• WHAT TO DO:
• a. In the passage on polymer electron microscopy, what resolution limit did the researchers reach by adding antioxidants?
• b. Using the passage on polymer electron microscopy, explain in one to three sentences why adding antioxidants to a polymer specimen improves resolution.
• c. Write what comes next in the passage on polymer electron microscopy, picking up after its final sentence.

------ EXTRACT TO READ ------

It turns out that the same concept can be applied to polymer electron microscopy. When imaging soft materials such as polymers, electron beam damage limits the resolution. One theory for the damage mechanism is that when the electron beam interacts with the polymer, it creates free radicals (white circles below), which then diffuse around and cause further damage to the material. In our work, we show that the addition of antioxidants (green circles) into a polymer specimen can neutralize these free radicals, thus minimizing beam damage and improving resolution.
In particular, the polymers investigated in this work are solution-processable conjugated polymers, which have applications in many optoelectronics such as organic light emitting diodes, organic photovoltaics, organic field-effect transistors, and bioelectronics. To date, imaging of this class of polymers has been limited to the 16-22 angstrom lamellar stacking, or the distance between polymer chains lying flat next to each other. By adding antioxidants to reduce damage, we were able to push the resolution limit to 3.6 angstroms, enabling imaging of π-π stacking, the distance between chains stacked on top of each other. By opening the doors to imaging π-π stacking, an important pathway for charge transport, we hope that this work will lead to improved investigations into the relationship between electron transport and morphology in organic electronics.

------ EXTRACTED ENTRIES ------

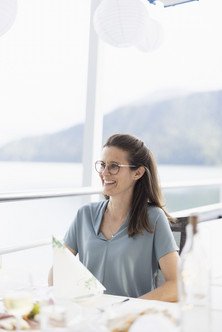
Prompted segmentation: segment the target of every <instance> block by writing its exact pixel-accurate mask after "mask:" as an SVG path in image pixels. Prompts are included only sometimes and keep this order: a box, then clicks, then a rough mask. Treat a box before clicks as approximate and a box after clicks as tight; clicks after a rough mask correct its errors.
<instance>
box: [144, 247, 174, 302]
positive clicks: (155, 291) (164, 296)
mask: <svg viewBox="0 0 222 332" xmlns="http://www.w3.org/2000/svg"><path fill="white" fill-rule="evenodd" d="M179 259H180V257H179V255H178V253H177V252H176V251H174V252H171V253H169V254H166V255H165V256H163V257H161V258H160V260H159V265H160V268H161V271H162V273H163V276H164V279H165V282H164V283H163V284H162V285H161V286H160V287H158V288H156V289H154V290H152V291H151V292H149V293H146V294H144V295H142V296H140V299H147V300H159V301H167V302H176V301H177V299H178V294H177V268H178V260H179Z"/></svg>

------
------ EXTRACTED ENTRIES ------

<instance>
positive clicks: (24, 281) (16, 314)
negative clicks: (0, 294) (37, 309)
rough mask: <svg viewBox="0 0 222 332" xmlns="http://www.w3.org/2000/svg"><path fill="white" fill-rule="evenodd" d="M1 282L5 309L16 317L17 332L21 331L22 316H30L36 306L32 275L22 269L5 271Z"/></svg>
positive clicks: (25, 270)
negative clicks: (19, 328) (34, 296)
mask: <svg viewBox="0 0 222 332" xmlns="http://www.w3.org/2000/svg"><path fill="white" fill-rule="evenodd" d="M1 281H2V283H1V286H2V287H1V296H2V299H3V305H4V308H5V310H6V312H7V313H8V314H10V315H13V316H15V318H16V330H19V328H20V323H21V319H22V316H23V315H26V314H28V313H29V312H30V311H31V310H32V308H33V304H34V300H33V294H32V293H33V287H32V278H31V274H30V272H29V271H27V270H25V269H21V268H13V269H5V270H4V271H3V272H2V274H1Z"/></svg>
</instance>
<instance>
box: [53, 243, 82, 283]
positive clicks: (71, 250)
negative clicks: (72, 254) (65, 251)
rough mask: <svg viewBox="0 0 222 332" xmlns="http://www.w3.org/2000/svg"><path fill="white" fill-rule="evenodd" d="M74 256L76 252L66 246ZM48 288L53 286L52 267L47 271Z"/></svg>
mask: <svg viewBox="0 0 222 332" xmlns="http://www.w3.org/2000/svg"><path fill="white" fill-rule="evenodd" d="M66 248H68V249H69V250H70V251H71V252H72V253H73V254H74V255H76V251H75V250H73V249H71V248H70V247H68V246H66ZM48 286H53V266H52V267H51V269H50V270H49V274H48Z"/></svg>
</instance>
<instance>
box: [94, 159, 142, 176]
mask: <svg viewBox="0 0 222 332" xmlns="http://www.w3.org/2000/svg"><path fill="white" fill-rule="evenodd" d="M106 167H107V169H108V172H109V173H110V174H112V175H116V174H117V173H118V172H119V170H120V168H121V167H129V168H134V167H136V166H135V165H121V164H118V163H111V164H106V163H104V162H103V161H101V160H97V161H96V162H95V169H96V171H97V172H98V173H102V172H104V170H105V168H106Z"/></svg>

------
------ EXTRACTED ENTRIES ------

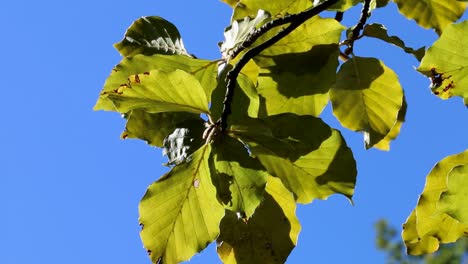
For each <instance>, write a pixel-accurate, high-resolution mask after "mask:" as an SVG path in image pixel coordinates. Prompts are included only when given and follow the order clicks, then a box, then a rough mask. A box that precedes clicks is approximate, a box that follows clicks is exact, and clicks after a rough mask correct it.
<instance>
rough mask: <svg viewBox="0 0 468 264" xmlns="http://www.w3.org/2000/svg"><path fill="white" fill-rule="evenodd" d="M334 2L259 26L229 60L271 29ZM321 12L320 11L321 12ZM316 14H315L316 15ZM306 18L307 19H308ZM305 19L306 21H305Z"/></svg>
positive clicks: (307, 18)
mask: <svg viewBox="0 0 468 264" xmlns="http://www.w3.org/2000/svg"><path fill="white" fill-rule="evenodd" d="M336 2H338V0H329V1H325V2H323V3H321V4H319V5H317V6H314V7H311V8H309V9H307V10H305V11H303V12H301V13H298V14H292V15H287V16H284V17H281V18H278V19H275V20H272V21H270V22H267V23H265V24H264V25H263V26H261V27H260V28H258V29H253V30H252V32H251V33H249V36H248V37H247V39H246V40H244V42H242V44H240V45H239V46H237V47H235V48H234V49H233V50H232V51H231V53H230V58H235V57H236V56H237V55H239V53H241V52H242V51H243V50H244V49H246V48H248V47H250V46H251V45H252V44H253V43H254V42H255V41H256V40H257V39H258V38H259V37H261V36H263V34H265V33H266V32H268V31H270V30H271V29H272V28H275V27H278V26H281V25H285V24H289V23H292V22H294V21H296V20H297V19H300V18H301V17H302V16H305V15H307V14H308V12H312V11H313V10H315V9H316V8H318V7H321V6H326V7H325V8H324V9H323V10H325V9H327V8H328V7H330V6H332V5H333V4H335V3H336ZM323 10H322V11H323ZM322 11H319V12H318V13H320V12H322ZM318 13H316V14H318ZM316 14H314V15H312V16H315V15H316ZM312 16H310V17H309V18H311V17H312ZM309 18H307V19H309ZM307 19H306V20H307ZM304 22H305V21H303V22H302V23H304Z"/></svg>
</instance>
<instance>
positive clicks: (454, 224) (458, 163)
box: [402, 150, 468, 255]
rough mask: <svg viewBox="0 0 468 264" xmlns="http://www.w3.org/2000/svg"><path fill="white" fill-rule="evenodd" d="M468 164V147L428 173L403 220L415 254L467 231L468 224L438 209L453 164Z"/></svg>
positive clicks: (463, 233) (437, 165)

------

• EXPECTED RESPONSES:
• a. They reached 3.6 angstroms.

• b. The electron beam creates free radicals in the polymer, and these radicals diffuse around and cause further damage. Antioxidants neutralize the free radicals, which minimizes beam damage and so improves resolution.

• c.
Until now, the most common strategy for minimizing beam damage in soft materials has been imaging at cryogenic conditions. Our work demonstrates that the addition of antioxidants can reduce damage at room temperature, which could lead to opportunities in high resolution in situ experiments of soft matter.
It is our hope that this work can improve resolution in different soft materials systems while also inspiring further work on the potential of additives as a solution to electron beam damage.